今週のメルケル独首相はベルリン、キエフ、ベルリン、モスクワ、ミュンヘン、ベルリン、ワシントン、オタワ、ベルリン、ミンスク、ブリュッセルの2万キロを行き来した。

ベラルーシの首都ミンクスで徹夜の16時間協議を経て、12日、ブリュッセルでの欧州連合(EU)非公式首脳会議後の記者会見に臨んだメルケル首相の表情にはさすがに疲労の色が浮かんでいた。

疲労困憊のメルケル独首相(Council of European Union)
疲労困憊のメルケル独首相(Council of European Union)

ウクライナ危機と再燃したギリシャ債務再編問題。欧州、いや世界の未来は今や「欧州の女帝」と呼ばれるまでになったメルケル首相の双肩にかかっている。

ドイツの大衆紙ビルトはその女帝に「世界の首相」の呼び名を冠した。

メルケル首相は時間をかけて難問に取り組む傾向がある。かつて自嘲気味に「私にはラクダのような特性がある」と語ったことがあると英紙フィナンシャル・タイムズが紹介している。

メルケル首相は非公式首脳会議後の記者会見で、「ミンスク2合意の実行が困難になれば、追加制裁は除外しない」と厳しい表情を見せた。

ウクライナ停戦を目指すロシア、ウクライナ、ドイツ、フランスの4カ国首脳会議はキエフ時間15日午前零時からの停戦で合意した。昨年4月に始まった紛争ですでに約5500人が死亡。

ウクライナ東部の要衝をめぐり親露派とウクライナ軍は停戦合意と破綻を繰り返しており、合意文書の実現は今後も予断を許さない。

「ギリシャ交渉は崩壊の恐れ」

一方、ギリシャの債務再編問題。EUのトゥスク大統領は「この日の非公式首脳会議では、ギリシャ問題は交渉されなかった」と説明した。

ギリシャのチプラス首相は、新たな支援プログラムへの移行が目標との主張を繰り返した上で、首脳会議では進展があったと話した。

IHSグローバル・インサイトのディエゴ・イスカロ上級エコノミストは次のように分析する。

「ギリシャのチプラス政権は国内の強い支持を受けているため、政治的にUターンするのは難しい。ギリシャ、ユーロ圏双方とも解決策を強く求めているが、ギリシャの債務をめぐる交渉は崩壊する恐れが大きい」

砂上のウクライナ停戦合意、今のところ双方に歩み寄る気配がまったくないギリシャ債務問題。崩壊に追い込まれかねない欧州の未来はメルケル首相の手中にある。

女帝エカテリーナ2世の肖像画

米誌フォーブスは2011年から4年連続でメルケル首相を世界で最もパワフルな女性に選んでいる。

**提供データ:**
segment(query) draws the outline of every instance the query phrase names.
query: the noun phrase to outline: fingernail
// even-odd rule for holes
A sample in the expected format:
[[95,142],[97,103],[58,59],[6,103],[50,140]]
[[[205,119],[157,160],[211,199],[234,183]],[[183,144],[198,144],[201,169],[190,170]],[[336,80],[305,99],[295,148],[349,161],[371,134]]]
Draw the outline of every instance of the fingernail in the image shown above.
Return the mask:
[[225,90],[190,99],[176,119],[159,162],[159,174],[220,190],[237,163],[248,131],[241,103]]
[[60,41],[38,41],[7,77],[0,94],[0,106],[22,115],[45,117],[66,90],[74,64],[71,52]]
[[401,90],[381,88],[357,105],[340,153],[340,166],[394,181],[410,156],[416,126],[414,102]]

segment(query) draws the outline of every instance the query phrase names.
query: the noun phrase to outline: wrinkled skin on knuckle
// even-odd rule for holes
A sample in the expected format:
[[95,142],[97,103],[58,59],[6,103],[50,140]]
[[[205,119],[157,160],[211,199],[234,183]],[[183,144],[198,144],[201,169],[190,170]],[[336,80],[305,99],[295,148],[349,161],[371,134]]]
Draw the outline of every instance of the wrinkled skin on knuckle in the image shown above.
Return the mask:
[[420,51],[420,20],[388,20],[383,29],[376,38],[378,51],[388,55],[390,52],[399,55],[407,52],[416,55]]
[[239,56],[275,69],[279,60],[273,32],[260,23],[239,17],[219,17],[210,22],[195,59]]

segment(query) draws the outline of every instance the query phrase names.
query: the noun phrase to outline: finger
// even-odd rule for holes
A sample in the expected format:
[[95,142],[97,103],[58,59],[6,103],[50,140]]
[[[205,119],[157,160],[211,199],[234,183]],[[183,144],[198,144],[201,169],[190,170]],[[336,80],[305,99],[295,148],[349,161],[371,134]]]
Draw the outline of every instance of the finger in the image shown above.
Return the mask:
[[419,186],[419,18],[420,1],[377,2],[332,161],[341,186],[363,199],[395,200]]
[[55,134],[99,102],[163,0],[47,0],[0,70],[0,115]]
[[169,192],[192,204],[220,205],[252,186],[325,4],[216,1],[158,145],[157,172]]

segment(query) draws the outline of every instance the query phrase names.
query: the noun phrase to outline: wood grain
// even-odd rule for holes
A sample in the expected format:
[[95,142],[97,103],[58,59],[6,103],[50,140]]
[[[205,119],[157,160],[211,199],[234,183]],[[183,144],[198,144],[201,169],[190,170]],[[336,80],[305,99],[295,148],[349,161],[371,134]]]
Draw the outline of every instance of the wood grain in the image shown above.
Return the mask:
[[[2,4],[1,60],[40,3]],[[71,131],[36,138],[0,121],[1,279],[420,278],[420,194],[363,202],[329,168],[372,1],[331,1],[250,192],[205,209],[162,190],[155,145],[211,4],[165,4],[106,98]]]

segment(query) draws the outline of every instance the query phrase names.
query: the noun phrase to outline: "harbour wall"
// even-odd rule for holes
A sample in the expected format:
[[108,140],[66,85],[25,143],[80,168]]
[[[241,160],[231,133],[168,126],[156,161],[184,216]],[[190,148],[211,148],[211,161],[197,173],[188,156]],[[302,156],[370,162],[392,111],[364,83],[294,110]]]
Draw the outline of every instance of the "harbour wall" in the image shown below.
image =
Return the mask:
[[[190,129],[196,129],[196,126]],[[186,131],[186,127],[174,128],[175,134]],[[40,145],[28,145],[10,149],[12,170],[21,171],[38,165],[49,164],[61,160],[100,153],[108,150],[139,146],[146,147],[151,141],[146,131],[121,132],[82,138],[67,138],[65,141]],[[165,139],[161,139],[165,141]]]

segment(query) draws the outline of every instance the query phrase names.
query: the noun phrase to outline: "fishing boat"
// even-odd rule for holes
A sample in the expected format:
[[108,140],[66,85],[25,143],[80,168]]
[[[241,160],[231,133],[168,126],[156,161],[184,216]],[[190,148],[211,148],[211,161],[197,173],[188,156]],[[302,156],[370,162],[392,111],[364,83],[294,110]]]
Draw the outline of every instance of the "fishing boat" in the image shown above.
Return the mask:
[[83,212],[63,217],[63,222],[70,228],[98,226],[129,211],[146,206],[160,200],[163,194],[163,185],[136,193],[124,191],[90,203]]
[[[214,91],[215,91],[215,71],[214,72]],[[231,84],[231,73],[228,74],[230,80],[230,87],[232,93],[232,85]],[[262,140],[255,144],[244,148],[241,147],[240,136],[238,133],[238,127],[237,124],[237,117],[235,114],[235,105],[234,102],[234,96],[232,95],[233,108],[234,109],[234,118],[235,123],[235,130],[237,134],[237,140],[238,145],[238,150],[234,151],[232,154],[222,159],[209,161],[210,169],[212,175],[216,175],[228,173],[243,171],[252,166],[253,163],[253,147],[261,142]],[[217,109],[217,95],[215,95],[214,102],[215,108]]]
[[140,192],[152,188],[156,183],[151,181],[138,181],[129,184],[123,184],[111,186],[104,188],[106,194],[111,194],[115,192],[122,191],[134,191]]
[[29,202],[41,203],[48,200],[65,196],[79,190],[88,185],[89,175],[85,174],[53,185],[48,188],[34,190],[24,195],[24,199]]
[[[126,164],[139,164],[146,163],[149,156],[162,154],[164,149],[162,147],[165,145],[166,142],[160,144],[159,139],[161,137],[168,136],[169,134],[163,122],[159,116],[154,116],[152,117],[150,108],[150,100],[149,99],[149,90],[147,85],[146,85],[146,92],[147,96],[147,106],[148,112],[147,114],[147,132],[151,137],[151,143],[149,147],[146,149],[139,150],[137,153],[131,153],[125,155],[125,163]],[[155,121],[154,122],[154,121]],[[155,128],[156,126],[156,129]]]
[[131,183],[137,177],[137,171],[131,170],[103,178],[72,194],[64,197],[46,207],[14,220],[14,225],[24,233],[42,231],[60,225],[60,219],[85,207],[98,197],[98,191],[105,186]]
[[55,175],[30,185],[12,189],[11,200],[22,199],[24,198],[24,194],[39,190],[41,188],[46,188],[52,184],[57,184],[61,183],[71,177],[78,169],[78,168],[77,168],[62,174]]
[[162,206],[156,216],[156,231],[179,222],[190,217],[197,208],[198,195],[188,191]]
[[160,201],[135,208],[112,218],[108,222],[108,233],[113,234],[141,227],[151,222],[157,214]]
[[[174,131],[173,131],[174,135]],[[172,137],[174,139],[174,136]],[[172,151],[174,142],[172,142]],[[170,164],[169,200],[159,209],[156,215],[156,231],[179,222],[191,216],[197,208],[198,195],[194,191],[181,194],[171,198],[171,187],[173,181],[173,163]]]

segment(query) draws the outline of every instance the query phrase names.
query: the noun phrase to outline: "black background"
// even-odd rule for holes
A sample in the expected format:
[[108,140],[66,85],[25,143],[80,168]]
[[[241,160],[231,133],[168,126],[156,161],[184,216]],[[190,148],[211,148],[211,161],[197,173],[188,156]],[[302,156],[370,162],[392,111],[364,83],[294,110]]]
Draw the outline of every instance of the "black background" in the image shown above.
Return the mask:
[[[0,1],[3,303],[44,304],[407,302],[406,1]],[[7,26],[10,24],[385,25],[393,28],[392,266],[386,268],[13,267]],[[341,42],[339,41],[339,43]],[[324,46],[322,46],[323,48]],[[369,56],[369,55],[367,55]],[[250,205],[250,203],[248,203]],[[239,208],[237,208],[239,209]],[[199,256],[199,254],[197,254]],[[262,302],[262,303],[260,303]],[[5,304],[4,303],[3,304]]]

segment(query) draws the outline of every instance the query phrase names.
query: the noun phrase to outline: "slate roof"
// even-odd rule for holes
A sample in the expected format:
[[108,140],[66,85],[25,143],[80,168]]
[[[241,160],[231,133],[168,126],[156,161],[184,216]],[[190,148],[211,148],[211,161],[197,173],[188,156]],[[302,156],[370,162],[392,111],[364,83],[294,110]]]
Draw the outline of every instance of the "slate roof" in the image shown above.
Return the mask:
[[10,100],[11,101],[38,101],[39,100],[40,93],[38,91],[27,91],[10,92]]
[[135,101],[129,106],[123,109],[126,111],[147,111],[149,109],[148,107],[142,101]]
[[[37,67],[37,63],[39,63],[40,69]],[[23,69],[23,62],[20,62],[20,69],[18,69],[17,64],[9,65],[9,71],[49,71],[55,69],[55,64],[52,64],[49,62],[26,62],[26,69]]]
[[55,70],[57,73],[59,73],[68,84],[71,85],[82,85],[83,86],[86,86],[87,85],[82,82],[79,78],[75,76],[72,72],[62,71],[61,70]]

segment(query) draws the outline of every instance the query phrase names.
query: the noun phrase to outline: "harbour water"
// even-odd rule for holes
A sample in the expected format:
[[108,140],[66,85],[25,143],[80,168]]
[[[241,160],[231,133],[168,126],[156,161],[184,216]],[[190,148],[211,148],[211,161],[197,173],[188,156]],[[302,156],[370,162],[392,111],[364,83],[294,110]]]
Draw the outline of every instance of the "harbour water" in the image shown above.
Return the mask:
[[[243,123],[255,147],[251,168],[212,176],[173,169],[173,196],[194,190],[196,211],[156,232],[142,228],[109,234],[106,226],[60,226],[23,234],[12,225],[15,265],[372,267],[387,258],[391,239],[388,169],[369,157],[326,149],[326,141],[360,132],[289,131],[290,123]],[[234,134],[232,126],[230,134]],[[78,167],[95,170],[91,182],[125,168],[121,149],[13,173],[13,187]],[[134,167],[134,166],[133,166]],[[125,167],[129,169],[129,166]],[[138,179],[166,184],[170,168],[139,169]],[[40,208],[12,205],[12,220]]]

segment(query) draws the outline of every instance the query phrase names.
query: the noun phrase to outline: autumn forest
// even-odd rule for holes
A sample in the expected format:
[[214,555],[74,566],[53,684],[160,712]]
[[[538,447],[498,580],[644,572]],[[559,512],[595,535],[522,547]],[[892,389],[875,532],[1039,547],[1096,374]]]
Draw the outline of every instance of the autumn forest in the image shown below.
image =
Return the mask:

**課題 1:**
メルケル首相の記事によると、ドイツの大衆紙ビルトはメルケル首相にどんな呼び名を付けたか。
**課題 2:**
メルケル首相の記事を、最後の文の後から書き進めよ。

**解答 1:**
「世界の首相」という呼び名を付けた。

**解答 2:**
メルケル首相は執務室に非凡な才能と旺盛な行動力によってロシアの「啓蒙専制君主」として君臨した女帝エカテリーナ2世(1729~96年)の肖像画を飾っている。

東ドイツ育ちのメルケル首相の慎重な性格を物語っているとしてよく引き合いに出されるエピソードがある。

小学校の頃、水泳の授業でメルケルは飛び込み台から飛び込むのをためらい、終業ベルが鳴った時、初めて飛び込んだ。

「私はもともと勇気がある方ではない。思うに、適切な時に理性的に判断して導かれる勇気がある」。こう語るメルケル首相は己の限界を知り、それを克服する能力に絶対的な自信を持っている。

最適解は見つかるか

物理学者出身らしく問題の核心をじっくり考察して、最小限の力で最大限の効果をもたらす解決策を見つけ出す。

自分の能力を越える難局に直面した時、目は宙をさまようが、最後には最適解を導き出す公式を探しだす。

地政学に長けたKGB(旧ソ連国家保安委員会)出身のプーチン露大統領と、ユーロ圏相手にチキン・ゲームを仕掛けるチプラス首相を相手に回し、メルケル首相に最適解が見えているかどうかは今のところ誰にもわからない。

(おわり)

参考図書:「EU崩壊」(新潮新書)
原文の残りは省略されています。